WORK REQUIRED: Copy the records below verbatim, starting at the line containing "target | woman walking" and ending with the line containing "(1316, 623)", both lines included, and reproduce nothing else.

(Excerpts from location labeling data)

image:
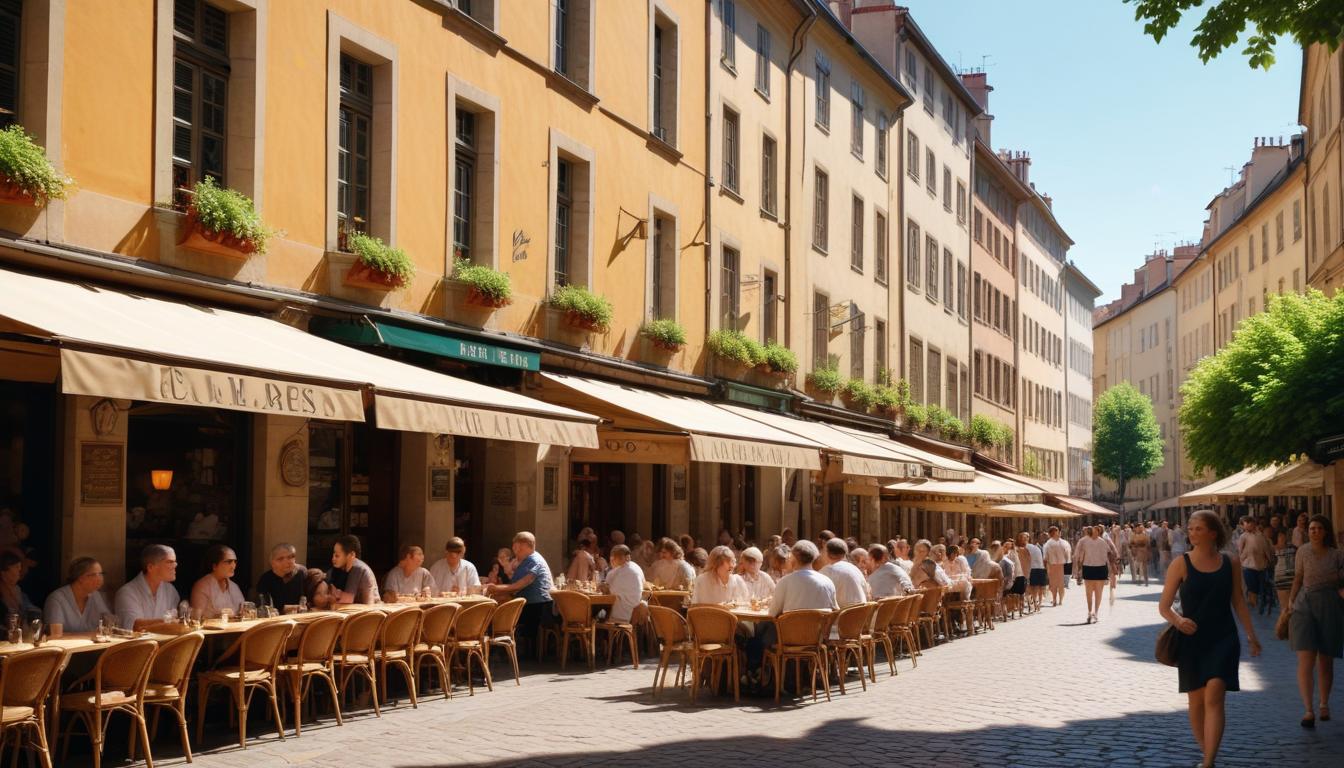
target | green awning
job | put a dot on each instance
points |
(374, 334)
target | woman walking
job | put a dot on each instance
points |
(1316, 624)
(1210, 585)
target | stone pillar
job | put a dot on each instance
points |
(94, 529)
(280, 510)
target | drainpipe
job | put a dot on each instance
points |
(800, 34)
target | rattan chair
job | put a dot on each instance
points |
(675, 640)
(355, 654)
(26, 682)
(800, 636)
(118, 685)
(471, 638)
(170, 677)
(250, 666)
(397, 650)
(712, 639)
(503, 627)
(313, 658)
(436, 634)
(577, 623)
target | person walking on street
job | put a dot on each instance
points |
(1210, 585)
(1316, 623)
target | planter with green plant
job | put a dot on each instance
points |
(485, 287)
(582, 308)
(223, 222)
(378, 266)
(664, 334)
(27, 178)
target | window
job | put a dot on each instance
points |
(856, 339)
(664, 69)
(913, 156)
(769, 172)
(563, 219)
(730, 289)
(769, 307)
(762, 59)
(879, 246)
(729, 15)
(913, 254)
(820, 211)
(199, 89)
(823, 85)
(856, 234)
(820, 330)
(731, 160)
(880, 148)
(354, 159)
(856, 98)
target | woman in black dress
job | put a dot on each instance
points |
(1210, 585)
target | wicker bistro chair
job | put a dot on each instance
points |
(170, 677)
(471, 638)
(712, 639)
(436, 635)
(252, 665)
(397, 648)
(118, 685)
(503, 624)
(675, 640)
(312, 659)
(880, 632)
(577, 623)
(26, 681)
(800, 638)
(355, 654)
(848, 639)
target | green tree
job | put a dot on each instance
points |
(1304, 20)
(1270, 393)
(1126, 444)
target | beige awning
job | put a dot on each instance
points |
(1030, 511)
(137, 347)
(940, 467)
(712, 433)
(858, 457)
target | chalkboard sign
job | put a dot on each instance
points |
(102, 474)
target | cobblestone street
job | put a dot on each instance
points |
(1040, 692)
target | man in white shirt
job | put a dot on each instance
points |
(887, 579)
(851, 587)
(454, 573)
(1057, 553)
(625, 581)
(145, 599)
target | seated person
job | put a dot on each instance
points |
(454, 573)
(359, 584)
(718, 584)
(410, 576)
(149, 596)
(282, 584)
(215, 591)
(625, 583)
(760, 585)
(78, 605)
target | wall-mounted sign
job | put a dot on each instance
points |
(102, 472)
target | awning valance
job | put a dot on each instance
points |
(139, 347)
(712, 433)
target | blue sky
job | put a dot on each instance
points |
(1130, 139)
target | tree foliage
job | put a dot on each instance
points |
(1270, 393)
(1304, 20)
(1126, 444)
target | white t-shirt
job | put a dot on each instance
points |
(449, 580)
(851, 587)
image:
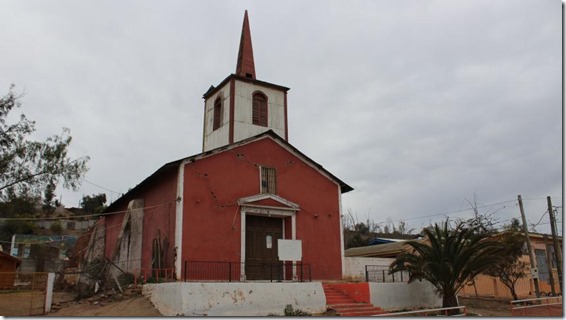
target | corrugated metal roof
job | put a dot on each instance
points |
(175, 164)
(386, 250)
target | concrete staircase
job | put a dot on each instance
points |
(346, 306)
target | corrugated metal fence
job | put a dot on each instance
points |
(24, 294)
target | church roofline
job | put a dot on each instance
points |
(212, 90)
(173, 165)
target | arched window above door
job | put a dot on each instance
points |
(259, 113)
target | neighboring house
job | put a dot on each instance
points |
(389, 249)
(484, 285)
(233, 202)
(8, 267)
(42, 253)
(543, 251)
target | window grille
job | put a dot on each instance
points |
(217, 114)
(259, 114)
(268, 180)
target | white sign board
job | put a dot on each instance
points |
(290, 250)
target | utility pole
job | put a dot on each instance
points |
(531, 260)
(549, 264)
(557, 251)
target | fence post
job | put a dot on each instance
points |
(49, 292)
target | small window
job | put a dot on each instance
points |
(259, 116)
(268, 180)
(217, 114)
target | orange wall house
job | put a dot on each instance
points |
(491, 287)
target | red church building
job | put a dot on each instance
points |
(229, 205)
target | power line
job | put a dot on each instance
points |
(101, 187)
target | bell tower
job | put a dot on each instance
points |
(242, 106)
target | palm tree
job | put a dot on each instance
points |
(451, 259)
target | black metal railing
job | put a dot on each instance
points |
(225, 271)
(381, 274)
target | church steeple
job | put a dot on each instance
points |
(242, 106)
(245, 66)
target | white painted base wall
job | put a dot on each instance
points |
(402, 295)
(234, 299)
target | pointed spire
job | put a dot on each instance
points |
(246, 66)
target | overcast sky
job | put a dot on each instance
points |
(418, 105)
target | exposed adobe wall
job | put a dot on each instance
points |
(211, 225)
(159, 200)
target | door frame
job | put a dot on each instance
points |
(247, 206)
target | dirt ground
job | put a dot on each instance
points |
(132, 304)
(486, 307)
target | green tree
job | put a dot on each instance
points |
(511, 269)
(21, 204)
(48, 195)
(27, 165)
(450, 259)
(94, 204)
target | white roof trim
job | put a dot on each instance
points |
(248, 201)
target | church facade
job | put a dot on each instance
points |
(227, 207)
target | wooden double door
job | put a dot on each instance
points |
(262, 260)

CORRECT OUTPUT:
target | woman walking
job | put a dot on each instance
points |
(1316, 624)
(1210, 585)
target | stone pillar
job | put a dot on each instance
points |
(94, 529)
(280, 510)
target | drainpipe
job | put a dot on each instance
points |
(800, 34)
target | rattan chair
job | put a dot on each instance
points |
(675, 640)
(355, 654)
(26, 682)
(800, 636)
(118, 685)
(471, 638)
(170, 677)
(250, 666)
(397, 650)
(712, 639)
(503, 627)
(313, 658)
(436, 634)
(577, 623)
target | person walking on street
job | put a dot on each instance
points |
(1210, 585)
(1316, 623)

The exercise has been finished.